Provided passage ->
****
How It All Goes Down
Our novel starts out with a pleasant ride through the country…but this isn't the family vacation you might be picturing.
It's the fall of 1948, and Deborah Blau, a sixteen-year-old schizophrenic, is finally going to get the help she needs. Her parents, Jacob and Esther, drive her from Chicago to a mental hospital in the country where she will live for the next three years. Dr. Clara Fried, a famous psychotherapist, agrees to take Deborah's case and digs in right away to try to understand the inner workings of Deborah's troubled mind.
Immediately, Dr. Fried can tell that Deborah is a sarcastic whiz kid who loves wallowing in self-pity and retreating to a make-believe world called Yr that's equipped with its own language and walls that keep the real world out. Sounds like the doc's got her work cut out for her.
While Deborah makes progress at the hospital, back at home, her younger sister Suzy starts coming into her own. Esther tries to hide just how sick Deborah is, because she can't stand the thought of others' judgement. That's probably because Pop, her dad, has always been the one really running the family, and he's a pretty judgmental dude.
Jacob is totally uncomfortable with the idea that his daughter is institutionalized, and he constantly fights to bring her home, even after Esther realizes that the hospital is the best thing for their daughter.
In therapy with Dr. Fried, Deborah uncovers the early days of her illness. It all started when she was five and had a tumor in her urethra. The doctors patronized her and called her female parts her "doll," and they told her the operation wouldn't hurt a bit. So imagine the little girl's horror when it hurt so much that she had to go back for a second operation. Deborah has serious trust issues now, and she detests any form of lying.
Uh, yeah, no kidding.
The summer after that horrific operation, Deborah's parents sent her to a camp whose patrons and counselors were openly anti-Semitic. As a Jewish girl who already felt bad about being Jewish (thanks, bigoted neighbors), the summer camp prejudice made her feel even more like garbage.
Deborah's little sister Suzy was also born around this time, and Deborah was so jealous that she remembers lifting the baby out of her bassinet and trying to throw her out the window. The guilt Deborah continues to feel about that incident is crippling. It's what led Deborah to start building Yr—the imaginary kingdom in her mind.
Yr started out innocently enough. Remember what you liked when you were five? Yr was all about hanging out with magical gods who gave Deborah superpowers, like the ability to fly and the ability to turn into a horse so she could run across a great plain at hyper-speed.
****
Collection entries:
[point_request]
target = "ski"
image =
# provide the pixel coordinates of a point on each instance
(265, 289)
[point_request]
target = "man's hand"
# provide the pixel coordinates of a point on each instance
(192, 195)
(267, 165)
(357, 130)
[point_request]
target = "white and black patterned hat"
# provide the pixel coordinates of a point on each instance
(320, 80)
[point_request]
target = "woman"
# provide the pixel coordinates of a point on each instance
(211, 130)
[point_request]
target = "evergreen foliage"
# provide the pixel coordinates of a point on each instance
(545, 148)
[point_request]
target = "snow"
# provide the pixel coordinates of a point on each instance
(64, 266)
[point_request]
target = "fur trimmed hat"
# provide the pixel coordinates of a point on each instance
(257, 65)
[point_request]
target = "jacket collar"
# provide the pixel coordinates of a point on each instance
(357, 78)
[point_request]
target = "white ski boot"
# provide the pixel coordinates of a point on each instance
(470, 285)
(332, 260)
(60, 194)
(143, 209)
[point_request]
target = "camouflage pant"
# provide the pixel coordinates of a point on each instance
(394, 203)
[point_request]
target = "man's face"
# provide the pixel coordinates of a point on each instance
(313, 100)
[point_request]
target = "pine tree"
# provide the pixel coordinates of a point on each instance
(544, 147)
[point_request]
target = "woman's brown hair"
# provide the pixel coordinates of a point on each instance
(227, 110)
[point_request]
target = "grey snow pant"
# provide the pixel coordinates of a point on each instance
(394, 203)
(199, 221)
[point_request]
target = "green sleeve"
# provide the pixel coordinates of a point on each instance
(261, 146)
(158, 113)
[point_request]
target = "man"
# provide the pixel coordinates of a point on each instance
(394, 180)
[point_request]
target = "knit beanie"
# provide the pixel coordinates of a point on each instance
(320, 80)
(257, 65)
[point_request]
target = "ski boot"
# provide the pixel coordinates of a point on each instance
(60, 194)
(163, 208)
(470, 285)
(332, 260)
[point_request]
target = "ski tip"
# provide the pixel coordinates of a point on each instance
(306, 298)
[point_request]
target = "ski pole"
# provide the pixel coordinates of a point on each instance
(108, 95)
****
Parts of the exercise ->
(1) Translate this sentence from the plot summary about Deborah Blau into Spanish: "Deborah has serious trust issues now, and she detests any form of lying."
(2) Write the next part of the plot summary about Deborah Blau, beginning after its final sentence.

Set of answers ->
(1) Ahora Deborah tiene serios problemas de confianza y detesta cualquier forma de mentira.

(2)
Pretty soon, though, Yr developed a dark side, and so the place Deborah went to hide also became a mental prison. She could slip back and forth between Earth and Yr, but she started spending more and more of her time in Yr, and this isolated her from her family and classmates.
Notice we didn't say "friends," though—Deborah didn't really have any. She had people she hung out with because they went to the same school, but none of them were her friends. They didn't understand her weirdness, and that only further convinced Deborah that she's not from Earth, and that she actually belongs to Yr. The Yri gods in turn always convince Deborah that she's poisonous to Earth beings, and that she should only hang with them.
You can see where this is going, right?
In present-day therapy, Dr. Fried tries to convince Deborah she's not poisonous, but this is difficult. Deborah tries to make friends at the hospital, and she does befriend a patient named Carla, but then she becomes convinced that she might poison Carla. Deborah also is terrified that she has poisoned her sister Suzy.
After hard work and a lot of patience, Dr. Fried finally gets Deborah to realize that she isn't poisonous—and that she didn't even try to kill Suzy. Turns out the memory of throwing her sister out of the window is just a recollection of wanting to do it. Who hasn't been jealous of a newborn sibling, right? But a five-year-old isn't strong enough to pick up a baby with one arm, out of a high bassinet she can't even see into, and then lug that baby to a window and open it with her free hand. It doesn't quite check out.
So Dr. Fried saves the day with her logic and compassion and patience. And Deborah? Well, she saves herself through hard work and perseverance. She finally learns to let go of Yr, and she finds her way back to the real world. She rents a room in the town outside the hospital, earns her GED, and she and her former hospital-mate Carla remain friends in the real world, living the dream.
Seriously, folks, we love a good happy ending.